• _Material supplied_:
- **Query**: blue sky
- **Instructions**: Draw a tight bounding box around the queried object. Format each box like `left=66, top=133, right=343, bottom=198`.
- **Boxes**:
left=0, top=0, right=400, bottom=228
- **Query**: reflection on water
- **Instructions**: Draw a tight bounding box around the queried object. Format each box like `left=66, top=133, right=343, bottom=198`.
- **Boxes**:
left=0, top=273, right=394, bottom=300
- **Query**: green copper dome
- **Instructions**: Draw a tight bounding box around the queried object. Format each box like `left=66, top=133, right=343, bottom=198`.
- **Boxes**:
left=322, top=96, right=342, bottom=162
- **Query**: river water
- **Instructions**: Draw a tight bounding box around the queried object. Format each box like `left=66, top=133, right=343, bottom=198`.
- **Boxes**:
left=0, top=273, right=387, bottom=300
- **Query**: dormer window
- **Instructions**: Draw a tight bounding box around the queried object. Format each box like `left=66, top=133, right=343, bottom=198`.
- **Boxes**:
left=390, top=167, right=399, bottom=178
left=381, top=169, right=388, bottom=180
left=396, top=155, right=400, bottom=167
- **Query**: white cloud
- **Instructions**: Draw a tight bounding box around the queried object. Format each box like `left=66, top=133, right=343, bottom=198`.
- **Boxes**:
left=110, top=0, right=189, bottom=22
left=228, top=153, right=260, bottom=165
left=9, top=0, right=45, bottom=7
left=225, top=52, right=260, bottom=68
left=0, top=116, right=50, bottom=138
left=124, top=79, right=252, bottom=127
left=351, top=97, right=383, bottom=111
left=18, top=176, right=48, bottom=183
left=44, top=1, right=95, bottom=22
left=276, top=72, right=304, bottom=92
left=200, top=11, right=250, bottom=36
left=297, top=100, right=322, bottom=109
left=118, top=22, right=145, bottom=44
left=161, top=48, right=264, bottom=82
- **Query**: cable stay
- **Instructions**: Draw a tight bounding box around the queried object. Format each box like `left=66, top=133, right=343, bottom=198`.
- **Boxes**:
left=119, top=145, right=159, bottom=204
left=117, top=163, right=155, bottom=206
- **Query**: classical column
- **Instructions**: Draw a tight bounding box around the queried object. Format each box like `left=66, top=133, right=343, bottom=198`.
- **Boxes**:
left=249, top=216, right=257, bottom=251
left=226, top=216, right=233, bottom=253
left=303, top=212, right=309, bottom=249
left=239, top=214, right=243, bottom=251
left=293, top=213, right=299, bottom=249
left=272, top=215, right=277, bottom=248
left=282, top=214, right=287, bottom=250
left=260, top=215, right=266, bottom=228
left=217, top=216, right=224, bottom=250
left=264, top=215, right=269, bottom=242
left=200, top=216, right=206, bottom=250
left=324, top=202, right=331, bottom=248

==

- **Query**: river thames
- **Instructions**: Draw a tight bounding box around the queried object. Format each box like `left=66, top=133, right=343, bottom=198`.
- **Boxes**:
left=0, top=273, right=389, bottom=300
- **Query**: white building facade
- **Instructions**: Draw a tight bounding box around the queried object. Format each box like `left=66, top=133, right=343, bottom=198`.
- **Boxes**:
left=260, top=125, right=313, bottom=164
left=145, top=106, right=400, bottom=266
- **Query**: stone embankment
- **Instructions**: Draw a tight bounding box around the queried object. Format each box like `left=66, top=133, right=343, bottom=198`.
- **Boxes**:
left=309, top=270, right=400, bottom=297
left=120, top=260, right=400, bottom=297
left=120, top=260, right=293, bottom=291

--

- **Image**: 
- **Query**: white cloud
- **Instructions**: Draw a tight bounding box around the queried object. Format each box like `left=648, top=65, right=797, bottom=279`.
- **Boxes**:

• _Exercise prompt_: Copy out the rows word for word, starting at the line that contains "- **Query**: cable stay" and stopping after the line that contains "left=117, top=163, right=155, bottom=206".

• _Written answer_:
- **Query**: cable stay
- **Instructions**: Draw a tight bounding box around the queried object. Format each box like `left=66, top=133, right=343, bottom=198`.
- **Boxes**:
left=119, top=145, right=159, bottom=204
left=117, top=163, right=155, bottom=206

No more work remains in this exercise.